SOURCE TEXT START

The family did not blame the mosque, which paid for the woman’s hospital treatment, but they said her story was indicative of the difficulties facing the newly displaced.

Residents of two majority Shiite neighborhoods in the capital, Hayy Al Amal and Bayya, said displaced families settling there have largely been driven out. Their homes were targeted with explosives designed to make a large sound but not inflict casualties, they said.

The neighborhoods have been shattered by regular car bombings, making the arrival of people from the Sunni province where Daesh has a firm foothold very sensitive. Residents say they worry extremist militants will infiltrate the city by arriving with the displaced.

Making matters worse, Daesh has claimed bombings in the name of the displaced Sunnis.

For their first two weeks in Baghdad, the extended Hamid family, which includes 14 people, had stayed with a friend in the majority Shiite neighborhood of Zafraniya. They say security forces regularly searched their friend’s house during that period and questioned them on their movements. After they heard about two incidents in which Sunnis from Anbar province were killed elsewhere in Baghdad, the Hamid family left.

“We couldn’t stay there and put my friend’s family in danger,” said Anwar Hamid.

SOURCE TEXT END

EXERCISES »
a) Transcribe the article on displaced families in Baghdad, starting at "The neighborhoods have" and ending at "Hamid family left.".
b) Pick up the article on displaced families in Baghdad after its last sentence and continue it.

INFORMATION SUPPLIED START

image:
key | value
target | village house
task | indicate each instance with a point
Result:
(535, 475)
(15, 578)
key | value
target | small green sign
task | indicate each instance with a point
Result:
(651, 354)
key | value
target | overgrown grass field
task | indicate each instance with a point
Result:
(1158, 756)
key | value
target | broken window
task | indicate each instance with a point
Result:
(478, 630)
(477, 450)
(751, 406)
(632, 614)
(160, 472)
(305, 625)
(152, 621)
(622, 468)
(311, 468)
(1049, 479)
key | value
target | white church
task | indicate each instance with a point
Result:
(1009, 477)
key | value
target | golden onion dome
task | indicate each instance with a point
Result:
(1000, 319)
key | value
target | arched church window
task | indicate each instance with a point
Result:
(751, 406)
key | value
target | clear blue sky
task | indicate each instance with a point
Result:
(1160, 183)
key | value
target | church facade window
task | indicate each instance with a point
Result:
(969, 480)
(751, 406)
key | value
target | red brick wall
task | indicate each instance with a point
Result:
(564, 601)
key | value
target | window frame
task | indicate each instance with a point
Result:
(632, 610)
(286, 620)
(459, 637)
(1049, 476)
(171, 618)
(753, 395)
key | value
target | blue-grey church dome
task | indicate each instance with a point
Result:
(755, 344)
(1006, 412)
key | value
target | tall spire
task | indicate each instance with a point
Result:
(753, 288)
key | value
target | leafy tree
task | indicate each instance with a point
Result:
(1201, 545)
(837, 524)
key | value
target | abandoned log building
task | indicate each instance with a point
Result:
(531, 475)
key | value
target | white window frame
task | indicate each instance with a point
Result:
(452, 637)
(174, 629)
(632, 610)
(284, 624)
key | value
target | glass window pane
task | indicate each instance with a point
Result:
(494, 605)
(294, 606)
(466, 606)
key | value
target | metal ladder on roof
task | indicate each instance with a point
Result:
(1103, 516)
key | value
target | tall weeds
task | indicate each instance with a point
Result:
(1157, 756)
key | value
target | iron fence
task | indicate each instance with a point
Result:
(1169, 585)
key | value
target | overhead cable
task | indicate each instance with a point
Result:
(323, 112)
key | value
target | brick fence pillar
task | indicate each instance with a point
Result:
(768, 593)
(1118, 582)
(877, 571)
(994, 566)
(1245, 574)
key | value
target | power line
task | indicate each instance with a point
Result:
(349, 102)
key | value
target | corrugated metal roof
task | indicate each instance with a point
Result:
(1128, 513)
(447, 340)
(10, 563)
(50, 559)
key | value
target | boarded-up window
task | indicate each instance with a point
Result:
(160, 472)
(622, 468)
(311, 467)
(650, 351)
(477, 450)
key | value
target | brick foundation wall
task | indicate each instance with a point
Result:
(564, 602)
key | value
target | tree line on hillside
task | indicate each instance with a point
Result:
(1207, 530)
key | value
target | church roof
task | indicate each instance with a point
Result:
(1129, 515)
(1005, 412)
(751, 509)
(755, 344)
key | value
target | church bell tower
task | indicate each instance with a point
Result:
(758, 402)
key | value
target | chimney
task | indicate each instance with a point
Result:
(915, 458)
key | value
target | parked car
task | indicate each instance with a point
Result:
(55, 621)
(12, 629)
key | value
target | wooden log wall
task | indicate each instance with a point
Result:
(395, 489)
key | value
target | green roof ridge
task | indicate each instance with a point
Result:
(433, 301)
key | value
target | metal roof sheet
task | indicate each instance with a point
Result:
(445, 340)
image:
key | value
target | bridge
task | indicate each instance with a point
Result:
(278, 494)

INFORMATION SUPPLIED END
INFORMATION SUPPLIED START

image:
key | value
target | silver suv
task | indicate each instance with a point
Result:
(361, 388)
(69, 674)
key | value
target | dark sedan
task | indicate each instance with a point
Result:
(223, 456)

INFORMATION SUPPLIED END

RESPONSES »
a)
The neighborhoods have been shattered by regular car bombings, making the arrival of people from the Sunni province where Daesh has a firm foothold very sensitive. Residents say they worry extremist militants will infiltrate the city by arriving with the displaced.

Making matters worse, Daesh has claimed bombings in the name of the displaced Sunnis.

For their first two weeks in Baghdad, the extended Hamid family, which includes 14 people, had stayed with a friend in the majority Shiite neighborhood of Zafraniya. They say security forces regularly searched their friend’s house during that period and questioned them on their movements. After they heard about two incidents in which Sunnis from Anbar province were killed elsewhere in Baghdad, the Hamid family left.

b)
The security forces say the killings are isolated incidents.

Sa’ad Ma’an, spokesman for Iraq’s interior ministry, said 14 killings of Sunnis from Anbar in Baghdad in recent weeks are under investigation. Those include the slaying of seven members of the Albunimr tribe as well as four other men in the largely Shiite neighborhood of Bayaa.

Shaikh Naim Al Gaoud, an Albu Nimr tribal leader and parliamentarian, said that one day last month, at midnight, three gunmen came to a house occupied by a family who had been displaced from Anbar earlier in the year and asked them to leave by the morning.

The family decided to do so, but before their departure, the gunmen returned. A 5 a.m., they kidnapped eight men from the family, he said. Women and children were left behind.

The next day, seven of the men were found shot dead, an eighth critically wounded. Gaoud complained his tribe was being persecuted, even though it fiercely fought Daesh terrorists in Anbar. Some 300 families from his tribe who were living in the capital have all left, he said.

Meanwhile, the number of unidentified bodies turning up in the Baghdad morgue has risen, according to the head of the morgue, Ziad Ali - seen as a sign of an increase in sectarian killings.

He declined to give exact numbers but said that instead of receiving around one unidentified body a day, there were now around five times that. “Every day is different, but there’s an increase,” he said.

In a recent statement, Daesh said six bombings in the capital were in revenge for the killings of displaced Sunnis.

While bombings and extrajudicial killings have exacerbated tensions, a cross-section of people across the capital have also rallied to help the displaced.

At the Sunni Burhan Al Deen mosque in the Jamia neighborhood, a group of Shiite volunteers has brought new supplies for the 120 families here, who have a greater degree of freedom but must still request permission to leave the premises. Helicopters circled low overhead one recent day.

“It’s normal,” said Ramzi Jassim Abu Seif, who runs the camp. “For security.”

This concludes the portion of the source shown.